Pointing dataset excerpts
=-=-=

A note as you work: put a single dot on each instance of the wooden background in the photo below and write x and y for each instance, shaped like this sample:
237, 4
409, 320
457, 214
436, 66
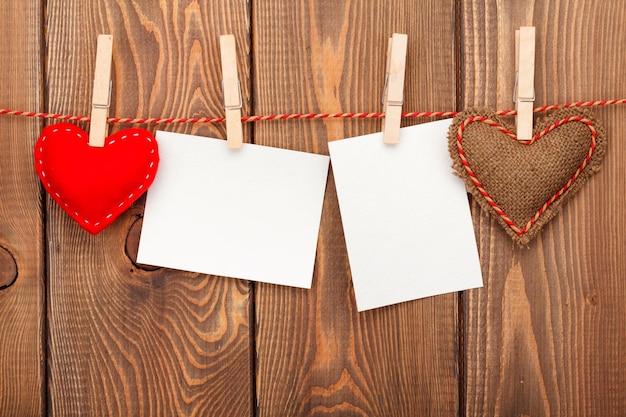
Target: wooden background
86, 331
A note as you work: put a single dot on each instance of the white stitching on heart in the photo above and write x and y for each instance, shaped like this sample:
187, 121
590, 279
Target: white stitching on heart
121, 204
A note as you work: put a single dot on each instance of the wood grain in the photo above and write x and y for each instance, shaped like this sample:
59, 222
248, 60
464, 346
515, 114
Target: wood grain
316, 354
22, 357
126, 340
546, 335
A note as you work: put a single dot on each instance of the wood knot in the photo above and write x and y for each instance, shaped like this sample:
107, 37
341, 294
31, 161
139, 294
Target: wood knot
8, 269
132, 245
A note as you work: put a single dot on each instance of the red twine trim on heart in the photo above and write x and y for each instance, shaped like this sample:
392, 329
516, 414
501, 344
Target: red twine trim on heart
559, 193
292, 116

=-=-=

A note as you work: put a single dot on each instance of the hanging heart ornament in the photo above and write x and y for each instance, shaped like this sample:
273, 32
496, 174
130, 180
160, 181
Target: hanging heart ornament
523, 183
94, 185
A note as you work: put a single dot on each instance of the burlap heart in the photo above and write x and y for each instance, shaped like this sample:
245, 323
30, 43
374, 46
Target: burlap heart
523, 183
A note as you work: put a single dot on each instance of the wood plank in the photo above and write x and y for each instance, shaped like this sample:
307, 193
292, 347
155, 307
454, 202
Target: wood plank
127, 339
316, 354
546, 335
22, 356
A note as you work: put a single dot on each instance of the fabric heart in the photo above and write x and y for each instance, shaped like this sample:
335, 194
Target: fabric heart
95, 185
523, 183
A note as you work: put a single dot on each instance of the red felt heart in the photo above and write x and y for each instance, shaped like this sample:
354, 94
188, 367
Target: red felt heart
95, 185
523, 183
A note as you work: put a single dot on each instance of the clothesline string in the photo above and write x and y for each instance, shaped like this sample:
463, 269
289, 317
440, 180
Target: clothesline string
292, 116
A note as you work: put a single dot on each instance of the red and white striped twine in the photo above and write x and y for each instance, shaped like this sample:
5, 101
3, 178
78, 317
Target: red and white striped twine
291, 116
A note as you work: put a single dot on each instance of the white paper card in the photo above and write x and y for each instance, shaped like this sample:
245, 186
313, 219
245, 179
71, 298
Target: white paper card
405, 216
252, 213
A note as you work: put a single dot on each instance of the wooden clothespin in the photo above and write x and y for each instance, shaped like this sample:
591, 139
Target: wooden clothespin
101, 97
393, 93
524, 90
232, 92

=-=-=

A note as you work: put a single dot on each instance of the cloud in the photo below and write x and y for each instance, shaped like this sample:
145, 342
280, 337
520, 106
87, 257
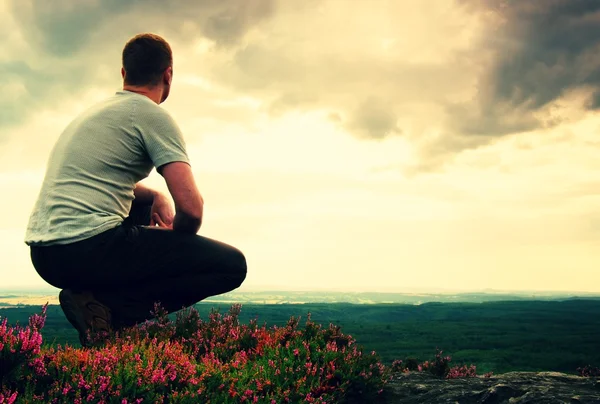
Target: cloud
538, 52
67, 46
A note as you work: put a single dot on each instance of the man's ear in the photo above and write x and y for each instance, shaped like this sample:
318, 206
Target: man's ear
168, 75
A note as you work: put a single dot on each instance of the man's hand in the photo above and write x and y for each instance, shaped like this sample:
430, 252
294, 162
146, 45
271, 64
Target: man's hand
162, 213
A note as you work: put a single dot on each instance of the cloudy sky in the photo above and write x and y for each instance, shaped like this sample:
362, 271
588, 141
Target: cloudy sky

=-=-=

• [Given exercise] Can you copy the items from the line with "the man's hand" up to and including the line with "Target: cloudy sky", with every answer coordinate offset by 27 and the format samples left unchanged?

• [Task answer]
A note as you work: put a single dot on each instance of the man's hand in the photo above and write x and y for each instance, shaped like this sample:
430, 252
294, 162
146, 45
271, 64
Target: man's hand
189, 240
A note as you work: put a single dot on each instance of the cloudy sky in the photo above and write x and y for each instance, shaped like this sample:
362, 271
588, 141
Target: cloudy sky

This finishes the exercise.